(Collected data)

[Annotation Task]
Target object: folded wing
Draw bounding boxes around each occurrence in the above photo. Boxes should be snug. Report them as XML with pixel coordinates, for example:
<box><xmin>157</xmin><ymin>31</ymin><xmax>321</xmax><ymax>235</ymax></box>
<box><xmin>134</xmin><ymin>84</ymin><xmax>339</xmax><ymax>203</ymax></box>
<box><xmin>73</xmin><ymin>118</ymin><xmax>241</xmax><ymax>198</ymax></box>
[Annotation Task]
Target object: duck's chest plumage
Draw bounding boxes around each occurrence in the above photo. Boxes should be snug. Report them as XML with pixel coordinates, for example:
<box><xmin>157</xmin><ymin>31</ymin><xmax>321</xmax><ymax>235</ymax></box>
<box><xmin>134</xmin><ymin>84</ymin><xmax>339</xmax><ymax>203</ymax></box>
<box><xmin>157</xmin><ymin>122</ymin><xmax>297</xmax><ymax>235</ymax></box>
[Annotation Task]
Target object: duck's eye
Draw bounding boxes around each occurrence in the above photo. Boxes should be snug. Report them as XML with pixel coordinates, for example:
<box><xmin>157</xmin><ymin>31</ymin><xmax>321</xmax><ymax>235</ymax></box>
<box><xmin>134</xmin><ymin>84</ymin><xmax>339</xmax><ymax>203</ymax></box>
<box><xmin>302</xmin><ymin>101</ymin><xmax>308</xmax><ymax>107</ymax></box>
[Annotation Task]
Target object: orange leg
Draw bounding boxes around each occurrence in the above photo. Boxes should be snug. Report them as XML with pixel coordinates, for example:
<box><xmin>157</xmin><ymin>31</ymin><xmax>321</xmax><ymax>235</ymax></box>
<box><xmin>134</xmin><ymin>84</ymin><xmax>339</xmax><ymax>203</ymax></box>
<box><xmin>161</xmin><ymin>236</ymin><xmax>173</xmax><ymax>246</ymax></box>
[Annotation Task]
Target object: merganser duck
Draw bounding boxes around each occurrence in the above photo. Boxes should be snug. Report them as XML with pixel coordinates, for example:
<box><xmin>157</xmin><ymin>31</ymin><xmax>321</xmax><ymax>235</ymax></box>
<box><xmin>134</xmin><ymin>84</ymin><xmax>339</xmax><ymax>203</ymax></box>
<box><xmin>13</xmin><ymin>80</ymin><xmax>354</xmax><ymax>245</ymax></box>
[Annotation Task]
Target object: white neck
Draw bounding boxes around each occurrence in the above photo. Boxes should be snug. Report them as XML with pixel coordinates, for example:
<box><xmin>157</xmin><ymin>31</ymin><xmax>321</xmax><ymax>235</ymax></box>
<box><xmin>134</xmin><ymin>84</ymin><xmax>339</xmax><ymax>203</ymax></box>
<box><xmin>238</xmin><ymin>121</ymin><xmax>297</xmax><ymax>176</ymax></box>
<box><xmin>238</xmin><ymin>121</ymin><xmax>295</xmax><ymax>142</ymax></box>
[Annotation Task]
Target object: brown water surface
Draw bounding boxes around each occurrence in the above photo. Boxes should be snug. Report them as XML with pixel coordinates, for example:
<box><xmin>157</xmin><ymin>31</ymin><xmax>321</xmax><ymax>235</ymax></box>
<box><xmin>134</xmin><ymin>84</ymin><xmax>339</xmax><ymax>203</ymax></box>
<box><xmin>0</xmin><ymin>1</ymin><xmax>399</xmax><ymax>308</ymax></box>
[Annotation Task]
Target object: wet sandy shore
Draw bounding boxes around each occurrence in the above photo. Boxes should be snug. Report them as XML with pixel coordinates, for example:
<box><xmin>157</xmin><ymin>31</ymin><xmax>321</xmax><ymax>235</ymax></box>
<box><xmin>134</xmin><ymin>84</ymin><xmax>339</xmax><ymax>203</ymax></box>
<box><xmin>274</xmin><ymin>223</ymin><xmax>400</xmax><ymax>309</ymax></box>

_Assigned task_.
Collect every line from the records above that contains the word "object".

_Solution below_.
Target object: folded wing
Target object: duck's chest plumage
Target object: duck's eye
Target object: orange leg
Target object: merganser duck
Target object: white neck
Target object: brown water surface
Target object: wet sandy shore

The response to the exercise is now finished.